**What you have to do**. Identify every line in the records below that contains the word "query", and reproduce each one.

━━━━━━

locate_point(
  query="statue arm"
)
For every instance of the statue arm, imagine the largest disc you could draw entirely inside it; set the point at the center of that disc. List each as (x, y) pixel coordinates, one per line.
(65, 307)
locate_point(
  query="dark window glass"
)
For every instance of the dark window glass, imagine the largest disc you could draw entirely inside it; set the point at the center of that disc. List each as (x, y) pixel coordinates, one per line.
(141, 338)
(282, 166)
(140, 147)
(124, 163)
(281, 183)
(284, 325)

━━━━━━

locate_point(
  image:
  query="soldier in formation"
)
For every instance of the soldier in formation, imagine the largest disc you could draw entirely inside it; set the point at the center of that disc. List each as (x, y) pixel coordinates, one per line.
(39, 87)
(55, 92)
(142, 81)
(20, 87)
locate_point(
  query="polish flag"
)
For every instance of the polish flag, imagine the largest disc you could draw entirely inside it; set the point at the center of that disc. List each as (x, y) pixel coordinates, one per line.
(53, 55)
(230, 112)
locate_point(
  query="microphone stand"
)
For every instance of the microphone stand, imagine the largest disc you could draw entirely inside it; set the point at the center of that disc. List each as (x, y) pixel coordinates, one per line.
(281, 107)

━━━━━━

**Problem solution**.
  query="statue arm"
  query="dark window glass"
  query="soldier in formation"
  query="polish flag"
  query="microphone stand"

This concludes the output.